TASKS AND EXERCISES -
A - Do these statements agree with the nomenclature discussion below? For each, answer yes or no and quote the words of the discussion that decide it. (i) The recommendation passed on for promoter fusions is the form gene-1p::gfp. (ii) Marty Chalfie preferred GFP to gfp in this context. (iii) The writer considers a standardized system for this information to be of little use.
B - In the nomenclature discussion below, what position did Jonathan Hodgkin hold at the time he was asked?

PASSAGE -
━━━━━━━━━━━━━━━━━━━━━━━━━━━━━━
If anyone is taking votes, I’d argue against the use of subscripts (or superscripts, not that they’ve been mentioned), as they can be a pain to do, especially in formats like email.
A standard nomenclature is challenging because many cases don’t fall cleanly into one category. There are numerous examples where the first intron contains regulatory elements and is included in the reporter construct to retain the proper expression pattern. Would that count as a translational reporter? If not, how much of the gene needs to be included to qualify?
And what about a full-length gene fusion that expresses properly but fails to rescue? Molecularly, it’s a translational fusion, but it’s only useful as a transcriptional reporter.
Don’t get me wrong, it would be very useful to have a standardized system to capture this information. But at some point the system becomes unwieldy. Personally, I’d find it more useful if the transgene sequences were readily available.
I think Ben’s suggestion of indicating the promoter and gene body separately makes sense (which would also accommodate cases where a translation fusion is driven from a heterologous promoter), and completely agree with Hillel’s opposition to super/subscripts (difficult to parse).
At one of the 2012 topic meetings, each session started with a slide outlining preferred nomenclature for strains and transgenes.
As this was different from what we thought was the standard for transcriptional reporters (“pgene_name::GFP”, with only “gene_name” italicised),
I asked Jonathan Hodgkin who was then WormBase Gene Name and Genetic Map Curator.
He replied:
"The format that you have used is generally deprecated, even though it can be found in many publications,
and it has been specifically criticised by various researchers and curators,
(particularly now that we have four-letter gene names,
which means that the initial p tends to get seen as part of the gene name).
Hence, the general recommendation is for promoter fusions to be written as gene-1p::gfp,
all italicized. This is what many labs have routinely used in the past.
I did specifically ask Marty Chalfie whether he preferred gfp or GFP in this context, and he said gfp,
so we are going with that version".
━━━━━━━━━━━━━━━━━━━━━━━━━━━━━━
EXCERPTED RECORDS -
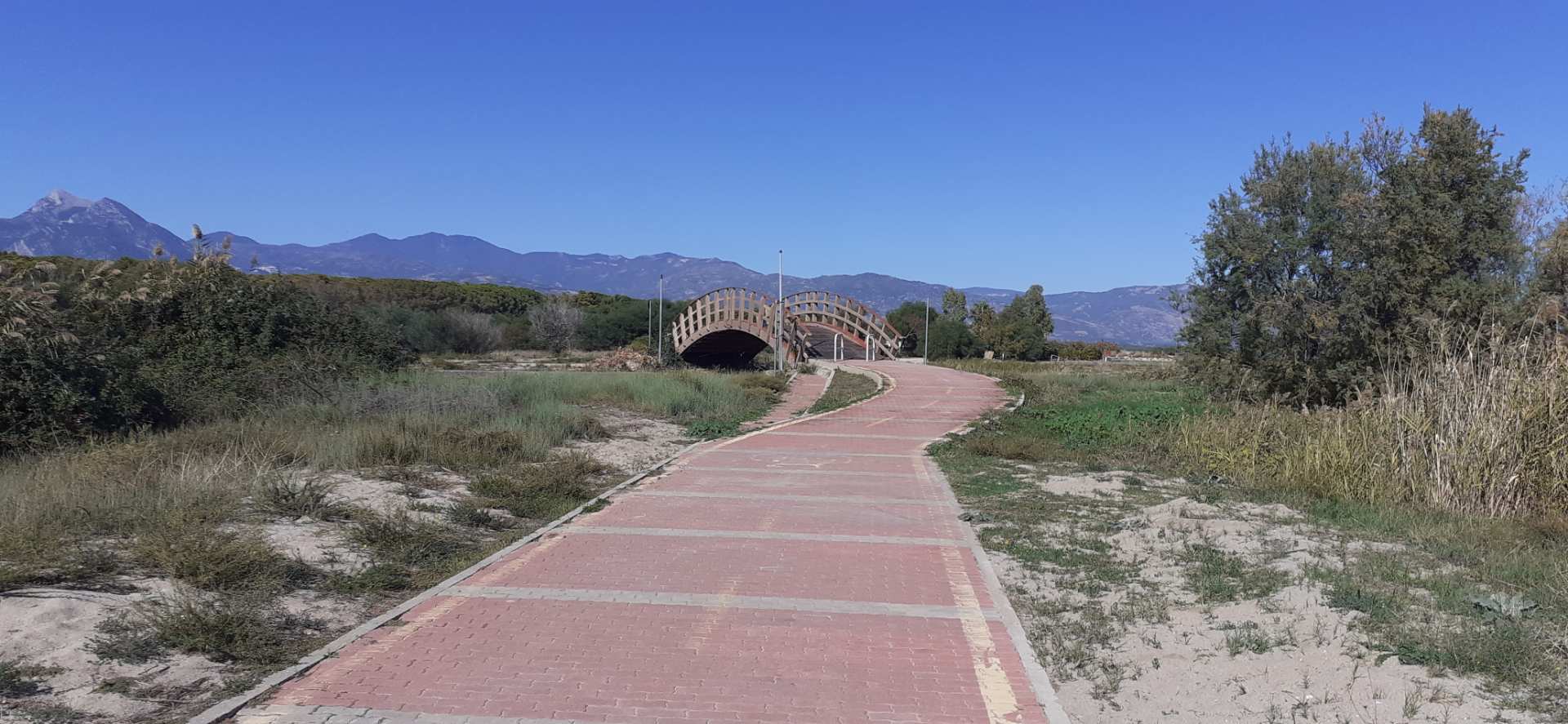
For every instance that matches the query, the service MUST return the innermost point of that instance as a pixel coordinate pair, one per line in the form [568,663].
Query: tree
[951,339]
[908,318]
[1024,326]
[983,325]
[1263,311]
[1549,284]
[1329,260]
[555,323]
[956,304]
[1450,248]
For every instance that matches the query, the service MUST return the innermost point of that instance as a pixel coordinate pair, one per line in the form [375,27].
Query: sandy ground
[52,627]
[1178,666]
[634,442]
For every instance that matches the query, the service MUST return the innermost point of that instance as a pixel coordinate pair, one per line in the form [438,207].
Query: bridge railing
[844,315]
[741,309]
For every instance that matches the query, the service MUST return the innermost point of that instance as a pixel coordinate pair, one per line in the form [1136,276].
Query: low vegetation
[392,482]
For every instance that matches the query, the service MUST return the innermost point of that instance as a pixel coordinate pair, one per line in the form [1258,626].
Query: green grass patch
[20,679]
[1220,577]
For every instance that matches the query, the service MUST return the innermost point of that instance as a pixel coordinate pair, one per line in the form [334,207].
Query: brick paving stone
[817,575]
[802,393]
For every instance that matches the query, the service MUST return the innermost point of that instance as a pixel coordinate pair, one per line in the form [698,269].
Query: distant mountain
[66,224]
━━━━━━━━━━━━━━━━━━━━━━━━━━━━━━
SOLUTIONS TO EACH TASK -
A -
(i) Yes: "the general recommendation is for promoter fusions to be written as gene-1p::gfp"
(ii) No: "he said gfp"
(iii) No: "it would be very useful to have a standardized system to capture this information"

B - WormBase Gene Name and Genetic Map Curator.